"""

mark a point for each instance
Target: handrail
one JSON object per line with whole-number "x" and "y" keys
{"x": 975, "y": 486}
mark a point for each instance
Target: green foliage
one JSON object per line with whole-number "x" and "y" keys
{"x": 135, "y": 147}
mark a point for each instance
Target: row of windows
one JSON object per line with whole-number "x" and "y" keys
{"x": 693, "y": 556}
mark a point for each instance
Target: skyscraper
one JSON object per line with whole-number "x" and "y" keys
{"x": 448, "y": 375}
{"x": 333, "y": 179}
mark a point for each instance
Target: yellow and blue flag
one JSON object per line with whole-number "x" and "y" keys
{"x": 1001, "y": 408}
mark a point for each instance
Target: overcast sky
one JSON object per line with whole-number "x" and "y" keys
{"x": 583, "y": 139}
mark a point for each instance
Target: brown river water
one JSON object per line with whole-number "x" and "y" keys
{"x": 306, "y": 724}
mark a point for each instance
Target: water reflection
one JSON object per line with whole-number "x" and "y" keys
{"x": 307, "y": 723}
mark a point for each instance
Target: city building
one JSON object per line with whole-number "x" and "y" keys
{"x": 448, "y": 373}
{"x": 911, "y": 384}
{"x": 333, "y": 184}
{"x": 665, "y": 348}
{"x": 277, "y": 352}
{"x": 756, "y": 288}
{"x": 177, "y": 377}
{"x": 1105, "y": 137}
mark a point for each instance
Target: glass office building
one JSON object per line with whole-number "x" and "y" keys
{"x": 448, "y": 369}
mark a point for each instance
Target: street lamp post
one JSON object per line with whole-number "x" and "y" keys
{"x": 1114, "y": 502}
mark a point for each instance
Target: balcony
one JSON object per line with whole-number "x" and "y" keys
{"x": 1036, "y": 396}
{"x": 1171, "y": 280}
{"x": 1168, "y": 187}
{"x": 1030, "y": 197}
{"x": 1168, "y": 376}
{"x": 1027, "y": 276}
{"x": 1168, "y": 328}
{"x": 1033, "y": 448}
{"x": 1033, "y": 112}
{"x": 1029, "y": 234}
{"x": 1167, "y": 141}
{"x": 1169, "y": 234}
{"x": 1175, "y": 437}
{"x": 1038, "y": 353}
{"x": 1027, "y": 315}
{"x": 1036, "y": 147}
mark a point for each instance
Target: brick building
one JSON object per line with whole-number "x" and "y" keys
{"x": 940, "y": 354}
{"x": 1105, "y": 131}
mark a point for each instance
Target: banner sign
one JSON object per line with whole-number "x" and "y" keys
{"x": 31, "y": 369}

"""

Problem statement> Select every line of the listing above that contains the word "building", and copy each of those lines.

The output>
Target: city building
Target: glass office building
Target: brick building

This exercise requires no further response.